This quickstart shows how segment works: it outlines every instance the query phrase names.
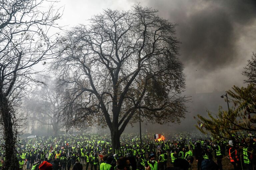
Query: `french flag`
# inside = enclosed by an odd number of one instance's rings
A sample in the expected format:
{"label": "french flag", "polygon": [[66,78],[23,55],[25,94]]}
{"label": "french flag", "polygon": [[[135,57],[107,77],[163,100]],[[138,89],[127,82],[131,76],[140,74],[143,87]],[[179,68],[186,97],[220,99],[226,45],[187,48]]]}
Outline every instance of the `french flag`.
{"label": "french flag", "polygon": [[161,134],[155,134],[154,135],[154,138],[158,139],[161,138]]}

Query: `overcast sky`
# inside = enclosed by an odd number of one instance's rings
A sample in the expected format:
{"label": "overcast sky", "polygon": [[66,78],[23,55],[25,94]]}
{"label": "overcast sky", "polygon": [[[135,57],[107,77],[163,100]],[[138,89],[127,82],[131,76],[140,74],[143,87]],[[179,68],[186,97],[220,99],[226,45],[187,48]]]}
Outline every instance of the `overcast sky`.
{"label": "overcast sky", "polygon": [[127,10],[138,2],[179,25],[188,89],[208,92],[243,85],[241,73],[256,52],[255,0],[60,0],[65,9],[59,23],[68,29],[103,9]]}

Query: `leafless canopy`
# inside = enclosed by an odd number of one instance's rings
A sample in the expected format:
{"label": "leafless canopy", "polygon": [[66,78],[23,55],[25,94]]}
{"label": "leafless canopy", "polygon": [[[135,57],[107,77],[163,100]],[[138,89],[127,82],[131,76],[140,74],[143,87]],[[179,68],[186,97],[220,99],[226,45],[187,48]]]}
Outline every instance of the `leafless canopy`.
{"label": "leafless canopy", "polygon": [[31,82],[37,82],[32,75],[37,72],[32,67],[53,54],[55,42],[48,32],[57,26],[55,22],[61,15],[53,5],[43,8],[44,2],[0,1],[0,118],[6,158],[3,169],[16,169],[18,166],[15,147],[17,113],[13,106],[26,95]]}
{"label": "leafless canopy", "polygon": [[[134,5],[104,10],[67,32],[52,65],[68,126],[106,125],[118,135],[138,120],[179,122],[186,111],[176,25]],[[112,141],[113,144],[113,141]]]}

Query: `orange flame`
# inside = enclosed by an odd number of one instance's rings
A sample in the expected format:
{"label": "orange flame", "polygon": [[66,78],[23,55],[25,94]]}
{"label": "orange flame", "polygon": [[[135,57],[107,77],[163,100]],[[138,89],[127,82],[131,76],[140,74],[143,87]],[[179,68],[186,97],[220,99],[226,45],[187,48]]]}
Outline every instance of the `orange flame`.
{"label": "orange flame", "polygon": [[161,135],[160,136],[160,138],[159,138],[159,139],[156,139],[156,140],[158,140],[158,141],[160,141],[160,140],[165,140],[165,137],[164,137],[164,136],[163,135]]}

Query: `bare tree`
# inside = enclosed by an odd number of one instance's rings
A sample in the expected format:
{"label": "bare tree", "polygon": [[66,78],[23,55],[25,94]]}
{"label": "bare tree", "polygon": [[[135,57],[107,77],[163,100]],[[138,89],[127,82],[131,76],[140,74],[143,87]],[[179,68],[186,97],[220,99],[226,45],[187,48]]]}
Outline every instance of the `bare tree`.
{"label": "bare tree", "polygon": [[[0,1],[0,116],[5,143],[3,169],[17,169],[15,107],[20,103],[38,73],[32,67],[52,54],[56,42],[48,31],[61,14],[44,1]],[[46,2],[47,4],[48,2]],[[41,6],[42,5],[42,6]],[[41,11],[41,10],[42,11]]]}
{"label": "bare tree", "polygon": [[256,54],[252,53],[252,58],[248,60],[248,63],[244,69],[242,74],[248,78],[244,80],[245,83],[256,84]]}
{"label": "bare tree", "polygon": [[106,125],[114,149],[140,111],[160,124],[184,117],[185,78],[176,25],[157,12],[139,5],[107,9],[67,33],[64,54],[52,65],[63,94],[59,116],[66,126]]}
{"label": "bare tree", "polygon": [[55,91],[53,79],[48,78],[44,81],[45,84],[38,87],[31,93],[26,108],[32,113],[29,118],[30,123],[35,121],[43,125],[50,125],[52,128],[52,134],[56,135],[64,127],[58,123],[59,120],[56,116],[60,96]]}

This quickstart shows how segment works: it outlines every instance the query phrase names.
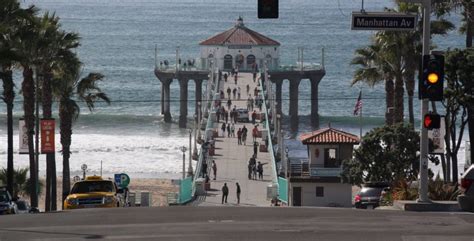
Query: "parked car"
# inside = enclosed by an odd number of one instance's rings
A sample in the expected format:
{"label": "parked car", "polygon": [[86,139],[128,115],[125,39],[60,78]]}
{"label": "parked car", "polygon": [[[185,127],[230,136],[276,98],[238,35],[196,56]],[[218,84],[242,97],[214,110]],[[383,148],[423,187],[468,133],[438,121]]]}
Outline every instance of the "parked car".
{"label": "parked car", "polygon": [[462,210],[474,212],[474,165],[471,165],[461,176],[461,188],[464,193],[458,196]]}
{"label": "parked car", "polygon": [[382,191],[388,187],[385,183],[365,184],[354,198],[355,208],[376,208],[380,203]]}
{"label": "parked car", "polygon": [[0,215],[1,214],[16,214],[18,208],[15,199],[12,198],[7,190],[7,187],[0,187]]}
{"label": "parked car", "polygon": [[120,207],[117,186],[113,181],[103,180],[99,176],[87,177],[74,183],[70,194],[64,200],[64,209],[112,208]]}
{"label": "parked car", "polygon": [[237,121],[238,122],[249,122],[249,111],[244,108],[239,108],[236,109],[238,116],[237,116]]}
{"label": "parked car", "polygon": [[25,200],[18,200],[16,201],[16,206],[18,210],[18,214],[27,214],[31,212],[30,204]]}

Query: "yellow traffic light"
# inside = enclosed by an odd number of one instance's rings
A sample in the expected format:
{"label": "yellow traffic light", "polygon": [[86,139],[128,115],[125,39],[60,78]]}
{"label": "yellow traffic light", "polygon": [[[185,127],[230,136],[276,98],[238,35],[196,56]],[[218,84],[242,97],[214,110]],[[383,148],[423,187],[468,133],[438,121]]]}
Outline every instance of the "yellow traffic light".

⁂

## REQUIRED TASK
Which lines in the listing above contain the string "light"? Copy out each one.

## ANSWER TO THE EXERCISE
Query: "yellow traffic light"
{"label": "yellow traffic light", "polygon": [[86,139],[128,115],[125,39],[60,78]]}
{"label": "yellow traffic light", "polygon": [[[185,127],[230,136],[276,98],[238,35],[196,56]],[[218,84],[242,97],[214,110]],[[383,148],[423,187],[468,133],[438,121]]]}
Outline every instance of the "yellow traffic light".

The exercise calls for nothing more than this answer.